Liste os territórios que o excerto sobre democracia direta e secessão apresenta como exemplos atuais de cidades livres e independentes.

EXCERTO DE ORIGEM:
────
O desmantelamento do estado através da democracia direta e do direito de secessão
A explosão da revolução tecnológica no contexto atual da economia global está a criar novas possibilidades para a democracia direta e a secessão, que, para já, são ainda inimagináveis. Num mundo integrado de eleições realizadas através da Internet, em que se utilizassem, por exemplo, senhas individuais criptográficas, praticamente todos os assuntos poderiam ser submetidos a democracia direta com custos muito baixos. No mundo atual, os estados-nações estão a tornar-se cada vez mais anacrónicos. Um processo político baseado numa combinação efetiva de democracia direta e direito de secessão poderia criar ao longo do século XXI «um mundo que consistiria em dezenas de milhares de países, regiões e cantões diferentes e em centenas de milhares de cidades livres e independentes tais como os atuais Mónaco, Andorra, São Marino, Liechtenstein, Hong Kong e Singapura, com o consequente aumento substancial de oportunidades de migração por razões económicas.»[3] Este seria um mundo de pequenos governos liberais economicamente integrados através do mercado livre e de uma divisa-mercadoria privada, como o ouro, e tornar-se-ia um mundo com um crescimento económico sem precedentes e de prosperidade nunca antes vista. Neste novo mundo que muitos liberais imaginam para o século que agora começou, não seria sequer necessário votar sempre “com os pés” para assegurar a liberdade (por exemplo para evitar qualquer “ilha” de tirania ou opressão) se acabasse por se desenvolver, mais ou menos espontaneamente, um sistema de Jurisdições Funcionais Sobrepostas e Competitivas (JFSC) [em inglês, Functional Overlapping Competing Jurisdictions], baseadas na democracia direta e nos referendos. Estas Jurisdições, que se sobreporiam e teriam uma natureza governamental, embora não se restringissem a nenhuma área geográfica historicamente determinada, poderiam competir umas com as outras, e foram imaginadas e explicadas num artigo brilhante apresentado pelo Professor Bruno Frey no encontro regional da Sociedade Mont Pèlerin em Barcelona,[4] e que recomendo a todos os leitores.
────
MATERIAL DE ORIGEM:
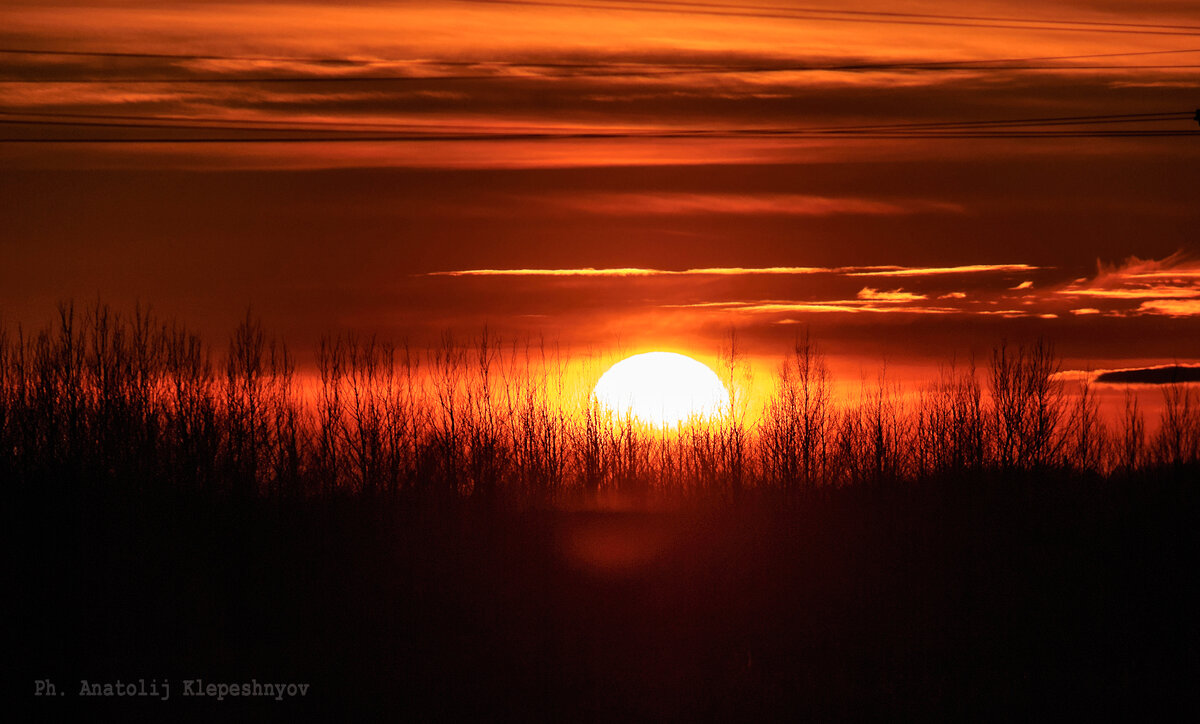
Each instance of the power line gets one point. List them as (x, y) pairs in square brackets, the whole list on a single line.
[(833, 17)]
────
RESPOSTA À TAREFA: Mónaco, Andorra, São Marino, Liechtenstein, Hong Kong, Singapura